To do :: Copy out all of the material exactly as presented.

Record set ::
'''

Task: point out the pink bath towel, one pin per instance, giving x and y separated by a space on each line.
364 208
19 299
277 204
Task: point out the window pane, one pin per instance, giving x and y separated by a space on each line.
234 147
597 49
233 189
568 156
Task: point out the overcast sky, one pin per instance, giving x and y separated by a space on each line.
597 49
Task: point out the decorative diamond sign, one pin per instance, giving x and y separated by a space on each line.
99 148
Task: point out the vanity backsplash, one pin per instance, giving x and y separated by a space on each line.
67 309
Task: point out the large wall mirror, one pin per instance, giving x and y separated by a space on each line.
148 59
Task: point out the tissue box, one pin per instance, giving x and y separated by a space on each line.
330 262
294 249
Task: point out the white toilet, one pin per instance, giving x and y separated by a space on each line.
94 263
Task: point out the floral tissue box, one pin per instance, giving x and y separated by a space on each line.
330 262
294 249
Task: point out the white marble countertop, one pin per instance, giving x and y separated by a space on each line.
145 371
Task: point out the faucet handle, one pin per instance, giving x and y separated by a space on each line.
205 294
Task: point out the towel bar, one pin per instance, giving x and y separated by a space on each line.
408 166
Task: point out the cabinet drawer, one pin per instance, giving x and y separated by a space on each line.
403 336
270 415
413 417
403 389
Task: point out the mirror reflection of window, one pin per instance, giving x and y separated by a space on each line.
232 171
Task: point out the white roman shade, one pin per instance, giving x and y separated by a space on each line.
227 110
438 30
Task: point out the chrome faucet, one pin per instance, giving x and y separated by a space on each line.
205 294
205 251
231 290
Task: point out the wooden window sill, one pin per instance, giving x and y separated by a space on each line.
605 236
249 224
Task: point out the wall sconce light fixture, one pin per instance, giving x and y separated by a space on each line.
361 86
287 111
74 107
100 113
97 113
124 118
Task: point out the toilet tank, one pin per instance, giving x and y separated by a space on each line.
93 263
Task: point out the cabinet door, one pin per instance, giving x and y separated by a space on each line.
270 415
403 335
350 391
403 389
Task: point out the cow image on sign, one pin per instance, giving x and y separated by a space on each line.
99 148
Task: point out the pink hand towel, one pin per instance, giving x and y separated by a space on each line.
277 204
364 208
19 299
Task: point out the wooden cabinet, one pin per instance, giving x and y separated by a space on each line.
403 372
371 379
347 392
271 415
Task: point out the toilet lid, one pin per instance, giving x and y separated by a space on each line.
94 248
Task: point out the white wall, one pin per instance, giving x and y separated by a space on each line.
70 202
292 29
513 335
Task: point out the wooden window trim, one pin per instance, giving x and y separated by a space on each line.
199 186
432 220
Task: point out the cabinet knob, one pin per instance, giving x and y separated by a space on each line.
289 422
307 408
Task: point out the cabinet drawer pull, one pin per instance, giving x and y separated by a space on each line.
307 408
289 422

'''

Task solution ::
Task: point out the pink bath towel, one pin per instance, giving x and y separated by a space on each line.
364 208
19 299
277 204
Task: point out the window pane, one pin per instance, giving x and y separated by a space on each line.
234 147
597 49
233 189
568 156
Task: point out the overcast sky, one pin per instance, giving x and y separated by a space on each line.
597 49
Task: point out the decorative diamond sign, one pin per instance, giving x and y separated by a space on each line.
99 148
Task: point out the vanity backsplash, one pin per instance, giving x and y separated by a space on each line.
67 309
Task: point out the large wall mirror, one pin per instance, giving x and y separated by a space on each line.
148 59
Task: point out the tissue box, one pin per instance, giving x and y separated by a space on each line.
330 262
294 249
Task: point out the white toilet, one pin per instance, giving x and y separated by a space on each line.
94 263
Task: point out the floral tissue box, one pin per instance, giving x and y separated by a space on each line.
330 262
294 249
Task: point out the white marble countertop, one pin per instance, giving x and y separated by a space on each line.
145 371
Task: point out the faucet handle, one pin per instance, giving x and y separated by a space on each line.
205 294
Task: point out the towel bar, one pin per instance, giving x and y separated by a space on each line.
408 166
Task: point out the cabinet drawer, one pin per instance, giving x and y separated by a space on each line.
403 336
270 415
413 417
403 389
Task: point out the mirror reflection of window, one pin per instance, giving x and y separated by a space on each line.
232 171
Task: point out the white roman shade, one pin per instance, giving x and y separated by a space on each line.
227 110
438 30
Task: point out the chrome faucet, one pin per instance, giving x and y separated by a space on each line.
205 294
205 251
231 290
Task: point out the wooden window sill, one pin per instance, giving x and y separated by a space on each line.
605 236
249 224
Task: point out the wall sconce light fixture, one pin per instance, giving x and y separated by a space on each line.
361 86
287 111
74 107
100 113
97 113
124 118
Task: point out the toilet tank, one pin per instance, giving x and y separated by a space on each line.
93 263
Task: point out the cabinet door, one pin per instance, giving x and y separated by a space on each line.
270 415
403 335
350 391
403 389
Task: point out the cow image on sign, one pin per instance, giving x and y separated by a space on each line.
99 148
Task: point out the pink hand towel, one pin per instance, giving x and y separated by a space on each line.
277 204
364 208
19 299
Task: point out the wooden cabinet, one pin per instance, giving x and y separated by a space on each line.
403 372
371 379
347 392
271 415
Task: point out the toilet lid, one pin per instance, giving x and y separated by a space on each line.
94 248
Task: point out the white wall, one pin per instance, giving x and y separated by a space on each line.
70 202
292 29
513 335
Task: point out the wooden window trim, one pin per instance, giving x and y separated by a space on each line.
199 186
432 220
Task: point out the cabinet knob, one pin per instance, giving x and y separated by a space on each line.
289 422
307 408
Task: point out the cabinet drawer pull, one pin per instance, giving x and y separated by a space on each line.
307 408
289 422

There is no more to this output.